## EXERCISE REQUIREMENTS
When you reach the line with "on floor with a point." in the listing below, transcribe it and each line after it up to and including the line with "mattress with a point.", exactly and with nothing else.

DATASET RECORDS section start

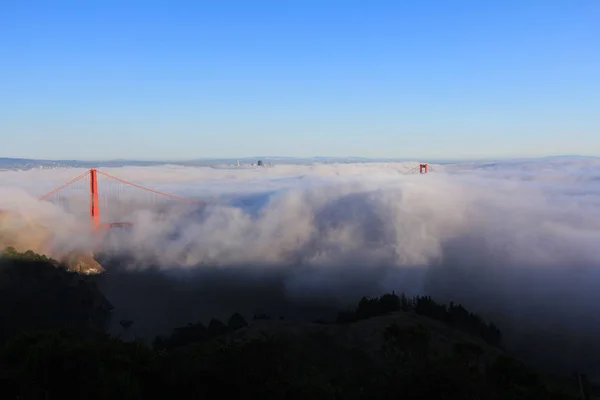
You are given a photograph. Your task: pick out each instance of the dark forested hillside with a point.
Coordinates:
(386, 347)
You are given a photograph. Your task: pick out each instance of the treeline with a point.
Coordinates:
(453, 315)
(197, 333)
(12, 254)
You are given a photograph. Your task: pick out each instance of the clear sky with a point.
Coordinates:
(182, 80)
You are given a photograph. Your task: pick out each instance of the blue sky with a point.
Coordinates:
(182, 80)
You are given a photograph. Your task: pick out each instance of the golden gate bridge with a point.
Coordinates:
(119, 199)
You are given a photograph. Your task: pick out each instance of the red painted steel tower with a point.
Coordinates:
(94, 203)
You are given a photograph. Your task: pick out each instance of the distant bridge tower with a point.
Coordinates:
(94, 202)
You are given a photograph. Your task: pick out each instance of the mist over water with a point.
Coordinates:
(515, 241)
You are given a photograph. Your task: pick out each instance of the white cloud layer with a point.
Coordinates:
(517, 240)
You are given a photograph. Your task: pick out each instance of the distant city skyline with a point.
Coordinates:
(430, 80)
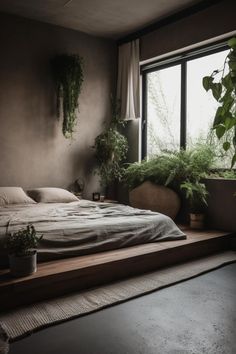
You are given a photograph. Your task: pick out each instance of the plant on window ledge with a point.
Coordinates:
(224, 92)
(111, 149)
(68, 76)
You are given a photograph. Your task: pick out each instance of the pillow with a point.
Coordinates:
(52, 195)
(14, 195)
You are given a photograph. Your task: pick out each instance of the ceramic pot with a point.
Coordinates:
(23, 266)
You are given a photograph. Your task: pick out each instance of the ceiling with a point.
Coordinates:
(105, 18)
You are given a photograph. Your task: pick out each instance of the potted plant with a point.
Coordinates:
(196, 194)
(21, 247)
(111, 150)
(168, 169)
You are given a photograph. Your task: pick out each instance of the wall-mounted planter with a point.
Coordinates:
(221, 211)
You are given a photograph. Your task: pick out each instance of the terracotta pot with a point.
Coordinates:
(197, 221)
(156, 198)
(23, 266)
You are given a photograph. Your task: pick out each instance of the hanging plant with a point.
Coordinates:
(111, 149)
(224, 92)
(68, 76)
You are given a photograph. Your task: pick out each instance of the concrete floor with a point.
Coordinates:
(197, 317)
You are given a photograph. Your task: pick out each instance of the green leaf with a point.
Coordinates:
(207, 82)
(227, 82)
(226, 145)
(218, 117)
(230, 122)
(233, 161)
(232, 43)
(232, 64)
(220, 130)
(216, 90)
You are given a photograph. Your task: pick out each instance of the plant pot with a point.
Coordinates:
(23, 266)
(197, 221)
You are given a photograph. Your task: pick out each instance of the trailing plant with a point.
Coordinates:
(227, 174)
(23, 242)
(196, 194)
(68, 75)
(172, 168)
(224, 92)
(111, 149)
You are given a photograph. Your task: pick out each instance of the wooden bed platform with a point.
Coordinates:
(59, 277)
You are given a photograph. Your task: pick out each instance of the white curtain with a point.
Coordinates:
(128, 84)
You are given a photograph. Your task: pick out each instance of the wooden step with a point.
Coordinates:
(60, 277)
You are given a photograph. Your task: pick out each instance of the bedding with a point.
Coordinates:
(85, 227)
(52, 195)
(14, 195)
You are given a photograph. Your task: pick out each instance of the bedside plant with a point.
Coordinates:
(196, 194)
(21, 247)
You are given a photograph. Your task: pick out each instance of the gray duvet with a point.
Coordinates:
(79, 228)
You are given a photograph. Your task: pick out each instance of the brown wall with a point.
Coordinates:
(33, 151)
(211, 22)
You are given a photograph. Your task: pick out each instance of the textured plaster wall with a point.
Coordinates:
(33, 151)
(206, 24)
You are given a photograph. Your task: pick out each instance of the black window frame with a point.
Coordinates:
(172, 60)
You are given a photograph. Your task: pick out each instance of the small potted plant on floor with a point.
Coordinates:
(196, 194)
(21, 247)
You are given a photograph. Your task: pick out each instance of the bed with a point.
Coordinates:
(83, 227)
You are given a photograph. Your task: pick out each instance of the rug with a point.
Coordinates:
(25, 320)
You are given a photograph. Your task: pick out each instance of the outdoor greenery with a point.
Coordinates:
(23, 242)
(111, 149)
(68, 76)
(196, 194)
(172, 168)
(224, 92)
(227, 174)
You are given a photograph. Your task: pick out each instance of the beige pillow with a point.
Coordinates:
(14, 195)
(52, 195)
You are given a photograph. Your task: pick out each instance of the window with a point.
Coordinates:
(177, 111)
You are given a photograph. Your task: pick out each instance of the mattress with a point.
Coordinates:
(85, 227)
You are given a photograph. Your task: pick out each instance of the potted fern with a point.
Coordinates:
(196, 194)
(21, 247)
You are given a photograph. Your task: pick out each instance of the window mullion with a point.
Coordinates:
(183, 105)
(144, 116)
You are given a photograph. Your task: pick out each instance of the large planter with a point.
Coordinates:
(23, 266)
(156, 198)
(221, 211)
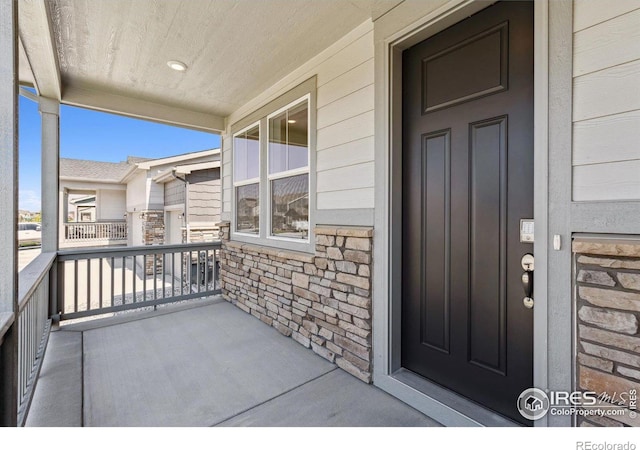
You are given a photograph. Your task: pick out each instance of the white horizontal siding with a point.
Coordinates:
(610, 181)
(607, 139)
(349, 154)
(357, 198)
(346, 107)
(607, 44)
(352, 129)
(609, 91)
(226, 172)
(353, 80)
(587, 13)
(343, 178)
(606, 100)
(345, 120)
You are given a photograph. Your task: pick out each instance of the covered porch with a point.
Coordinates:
(210, 365)
(206, 363)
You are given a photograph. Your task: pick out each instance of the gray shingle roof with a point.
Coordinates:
(93, 170)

DATASET RECORDS section end

## THE COMPLETED TASK
You are given a photograph. Your task: pick out each instance of the small potted plant on floor with a point.
Coordinates:
(196, 194)
(21, 247)
You are given a photograph. Your task: pick out each instance of the bed with a point.
Coordinates:
(83, 227)
You are given a photograph. Your task: pick out each instance of the rug with a point.
Coordinates:
(25, 320)
You are given a photograph. Your task: pick out each instance of the outdoor greenery with a point.
Coordinates:
(23, 242)
(111, 149)
(68, 76)
(196, 194)
(172, 168)
(224, 92)
(227, 174)
You are given a photograph. Your task: pick out each instance of the beige pillow with a point.
Coordinates:
(14, 195)
(52, 195)
You are given a photograph. Your task: pick out each instance of the window with a point.
Coordinates:
(177, 111)
You are given a photograph. Your task: pick out each instance of the mattress with a point.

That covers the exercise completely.